[Segmentation labeling items]
***

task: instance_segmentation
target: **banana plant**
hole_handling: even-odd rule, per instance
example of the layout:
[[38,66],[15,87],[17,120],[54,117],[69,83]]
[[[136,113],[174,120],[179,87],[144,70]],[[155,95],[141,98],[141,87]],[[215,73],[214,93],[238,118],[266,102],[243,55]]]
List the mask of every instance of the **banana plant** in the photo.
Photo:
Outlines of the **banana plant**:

***

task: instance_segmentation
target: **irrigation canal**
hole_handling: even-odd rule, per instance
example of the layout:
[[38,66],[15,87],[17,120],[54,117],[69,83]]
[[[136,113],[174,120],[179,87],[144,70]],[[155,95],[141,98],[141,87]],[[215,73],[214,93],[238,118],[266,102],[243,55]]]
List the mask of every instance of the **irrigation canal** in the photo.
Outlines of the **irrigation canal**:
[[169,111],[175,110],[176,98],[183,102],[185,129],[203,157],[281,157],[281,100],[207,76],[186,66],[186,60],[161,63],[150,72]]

***

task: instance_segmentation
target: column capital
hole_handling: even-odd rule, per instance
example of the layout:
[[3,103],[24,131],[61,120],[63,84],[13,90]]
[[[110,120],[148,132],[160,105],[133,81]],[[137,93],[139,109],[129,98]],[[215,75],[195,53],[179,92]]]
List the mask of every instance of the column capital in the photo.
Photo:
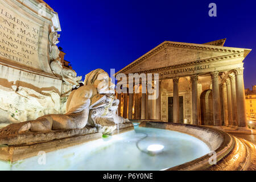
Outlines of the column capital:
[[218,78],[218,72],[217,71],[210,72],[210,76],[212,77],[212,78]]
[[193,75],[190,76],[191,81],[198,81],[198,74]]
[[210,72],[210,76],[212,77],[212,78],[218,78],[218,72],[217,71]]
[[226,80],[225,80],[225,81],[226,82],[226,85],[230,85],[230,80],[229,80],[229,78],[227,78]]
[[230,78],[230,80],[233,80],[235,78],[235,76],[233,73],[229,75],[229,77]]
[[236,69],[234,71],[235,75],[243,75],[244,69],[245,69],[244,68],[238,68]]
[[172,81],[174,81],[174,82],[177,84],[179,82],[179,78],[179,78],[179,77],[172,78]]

***

**WRITTEN TASK:** Which lines in the entries above contain the word "target"? List each of those lines in full, matching case exactly.

**FULL ANSWER:**
target: **banana plant**
target: **irrigation canal**
target: column capital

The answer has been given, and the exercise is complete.